Source data:

^^^^^^^^^^^^^^^^

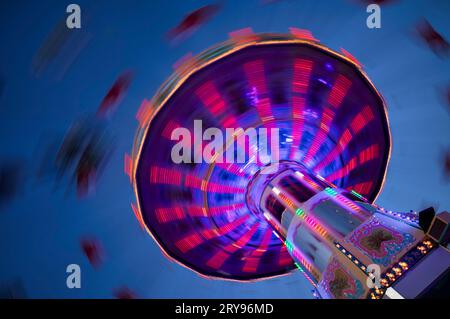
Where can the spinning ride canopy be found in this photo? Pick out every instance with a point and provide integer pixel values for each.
(331, 119)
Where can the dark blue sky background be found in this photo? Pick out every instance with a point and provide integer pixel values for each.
(41, 228)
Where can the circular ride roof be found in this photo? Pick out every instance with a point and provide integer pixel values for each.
(331, 119)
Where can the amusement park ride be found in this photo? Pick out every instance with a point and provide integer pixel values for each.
(316, 212)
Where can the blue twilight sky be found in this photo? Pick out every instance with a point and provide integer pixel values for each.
(41, 228)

^^^^^^^^^^^^^^^^

▸ **Short task**
Return every one of the rows above exactly as they appear, leaving out the pictures.

▸ **Result of the exercise**
Where can the spinning ride canopy be found in this photo? Pick out every instance with a point and provide integer pixel values for each.
(331, 119)
Where can the dark blue sky background be found in this photo? Pick out every instance with a point and provide integer pixel values for each.
(41, 228)
Where can the circular ride roof be found in this photo? Pick out every instance with a point and provide integer pixel values for each.
(331, 119)
Where can the amusement park ride be found in this photo? Pick out every instance with a point and provide integer pixel values for each.
(316, 212)
Where can the blue twilight sky be found in this photo? Pick out every instance with a point and provide integer pixel values for each.
(41, 228)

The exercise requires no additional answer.